• [Task requirements]
A. According to the abstract on disability and federalism, which 1996 case could not have been reasoned as it was without earlier disability precedents?
B. Repeat the part of the abstract on disability and federalism that runs between "But one important" and "the Fourteenth Amendment.", inclusive.

• [Passage shown]
Disability and the Ongoing Federalism Revolution
abstract. The Supreme Court’s “new federalism” revolution remains one of the most important developments in recent U.S. legal history. The Court revitalized “states’ rights” doctrines under the Tenth and Eleventh Amendments, rendering states partially or wholly immune from many types of federal litigation. Simultaneously, the Court retrenched the authority of national legislators—and aggrandized its own authority—by limiting what Congress may do under its Commerce Clause, Spending Clause, and Fourteenth Amendment powers.
But one important facet of this “new federalism” revolution has gone unappreciated: the load-bearing role of earlier disability-related cases. In the 1970s and 1980s, this Feature shows, the Court used disability-related cases to revive the all-but-moribund Eleventh Amendment, even as it declined to embrace Eleventh Amendment arguments in cases involving school desegregation and sex discrimination. So, too, it was disability cases that established and entrenched federalism-grounded “clear statement” rules of statutory interpretation in the 1980s and early 1990s. Likewise, a disability case in the early 1990s previewed the Court’s later diminution of Congress’s authority under Section 5 of the Fourteenth Amendment.
In crucial ways, we show, these disability precedents enabled the “new federalism” revolution of the late 1990s and early 2000s. Cases such as Seminole Tribe of Florida v. Florida (1996) could not have been reasoned as they were without earlier disability precedents. The real-world consequences have been striking: the disability-related cases we discuss—and the better-known “new federalism” cases that built on them—have reduced the enforceability of federal civil rights guarantees, threatened wide swaths of social welfare legislation, and diminished Congress’s ability to respond to pressing problems.

[Image region outline records]
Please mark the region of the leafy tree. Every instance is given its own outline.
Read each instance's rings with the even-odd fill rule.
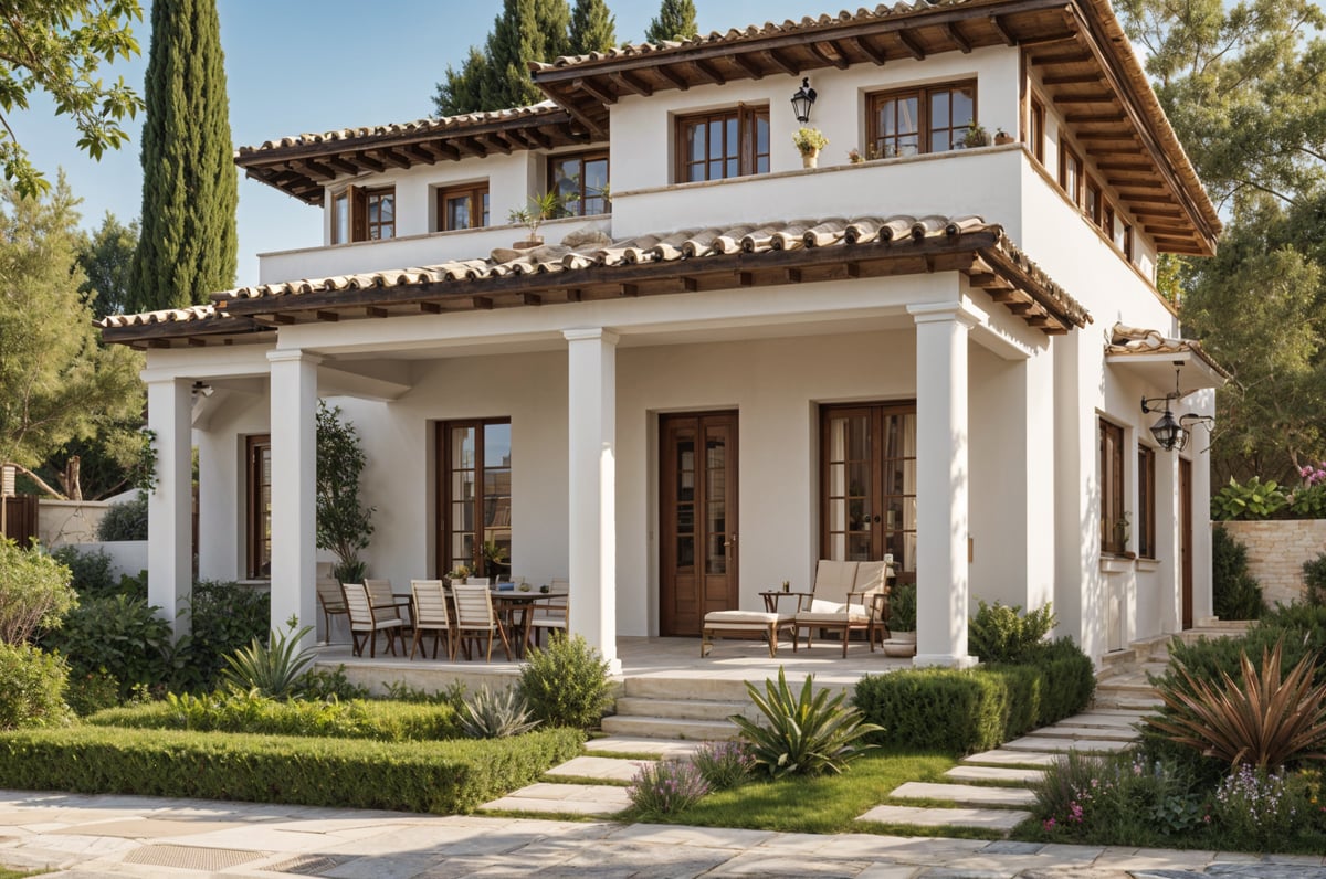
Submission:
[[[647,42],[664,40],[690,40],[700,32],[695,23],[695,3],[692,0],[663,0],[659,16],[650,20],[644,32]]]
[[[235,284],[237,182],[216,0],[155,0],[134,310]]]
[[[603,0],[575,0],[572,9],[570,54],[607,52],[617,45],[617,19]]]
[[[471,49],[460,72],[447,68],[434,107],[439,115],[526,106],[544,99],[529,76],[529,61],[566,54],[570,8],[566,0],[503,0],[484,52]]]
[[[101,159],[129,139],[119,122],[134,118],[143,102],[123,77],[106,85],[97,70],[102,61],[138,54],[131,25],[142,20],[138,0],[5,0],[0,16],[0,163],[5,180],[20,195],[50,190],[9,119],[13,110],[28,109],[28,95],[37,89],[50,95],[57,114],[73,117],[78,148],[91,158]]]
[[[142,412],[142,357],[99,347],[78,293],[77,200],[0,191],[0,463],[34,467],[77,438]]]

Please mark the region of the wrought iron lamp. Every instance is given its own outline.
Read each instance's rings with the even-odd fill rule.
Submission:
[[[810,107],[815,103],[815,90],[810,88],[810,77],[801,77],[801,88],[792,95],[792,111],[797,122],[810,122]]]

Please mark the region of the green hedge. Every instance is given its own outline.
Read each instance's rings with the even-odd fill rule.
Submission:
[[[1091,660],[1061,639],[1016,666],[866,675],[855,705],[884,728],[873,736],[878,744],[969,754],[1078,713],[1094,689]]]
[[[195,732],[260,733],[428,741],[460,738],[456,711],[447,704],[361,700],[284,701],[248,693],[179,696],[171,701],[110,708],[86,719],[98,727],[192,729]]]
[[[549,729],[495,740],[394,744],[70,727],[0,734],[0,788],[302,806],[471,811],[579,753]]]

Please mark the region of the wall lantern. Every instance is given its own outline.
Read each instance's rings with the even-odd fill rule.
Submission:
[[[815,105],[815,90],[810,88],[810,78],[801,77],[801,88],[792,95],[792,111],[797,115],[797,122],[805,125],[810,122],[810,107]]]

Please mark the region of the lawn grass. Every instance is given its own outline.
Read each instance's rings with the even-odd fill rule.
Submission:
[[[944,781],[944,772],[956,764],[944,753],[879,749],[854,760],[841,776],[752,781],[713,791],[662,821],[781,833],[879,833],[883,825],[861,823],[857,817],[886,802],[903,782]],[[914,831],[924,834],[927,829]],[[943,829],[943,835],[953,835],[952,829]]]

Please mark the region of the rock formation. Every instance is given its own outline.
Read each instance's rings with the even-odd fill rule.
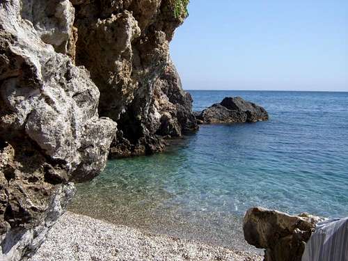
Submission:
[[[248,244],[266,249],[264,260],[301,261],[315,224],[322,220],[306,213],[290,216],[254,207],[245,214],[243,230]]]
[[[264,108],[240,97],[226,97],[221,102],[196,113],[196,117],[200,124],[268,120],[268,113]]]
[[[169,58],[178,3],[0,1],[1,260],[35,253],[111,143],[151,153],[197,127]]]
[[[169,57],[169,41],[184,18],[173,12],[178,2],[72,1],[76,63],[99,87],[100,114],[118,123],[111,157],[161,151],[163,136],[197,128],[191,97]]]

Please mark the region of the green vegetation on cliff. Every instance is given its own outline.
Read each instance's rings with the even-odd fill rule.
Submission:
[[[175,0],[174,2],[174,15],[176,18],[182,16],[187,17],[189,15],[187,5],[189,0]]]

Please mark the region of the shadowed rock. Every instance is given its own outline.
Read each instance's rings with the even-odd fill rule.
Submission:
[[[244,100],[240,97],[226,97],[200,113],[196,113],[200,124],[255,122],[268,120],[266,110],[258,105]]]

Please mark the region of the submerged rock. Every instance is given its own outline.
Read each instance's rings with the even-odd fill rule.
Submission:
[[[253,207],[245,214],[243,230],[248,244],[265,248],[265,260],[301,261],[315,224],[322,220],[306,213],[290,216]]]
[[[74,1],[76,63],[100,91],[99,112],[118,125],[113,157],[161,151],[163,137],[197,129],[192,100],[169,56],[185,14],[171,0]],[[182,6],[184,8],[184,6]]]
[[[196,113],[196,117],[200,124],[255,122],[269,118],[263,107],[240,97],[227,97],[221,102]]]

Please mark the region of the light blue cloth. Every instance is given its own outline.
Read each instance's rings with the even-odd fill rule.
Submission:
[[[318,223],[302,261],[348,261],[348,217]]]

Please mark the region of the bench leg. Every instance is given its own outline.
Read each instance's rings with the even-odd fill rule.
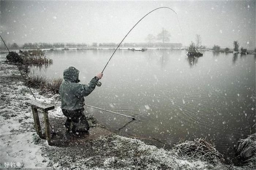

• [Solutions in order]
A. Seminole Tribe of Florida v. Florida

B.
But one important facet of this “new federalism” revolution has gone unappreciated: the load-bearing role of earlier disability-related cases. In the 1970s and 1980s, this Feature shows, the Court used disability-related cases to revive the all-but-moribund Eleventh Amendment, even as it declined to embrace Eleventh Amendment arguments in cases involving school desegregation and sex discrimination. So, too, it was disability cases that established and entrenched federalism-grounded “clear statement” rules of statutory interpretation in the 1980s and early 1990s. Likewise, a disability case in the early 1990s previewed the Court’s later diminution of Congress’s authority under Section 5 of the Fourteenth Amendment.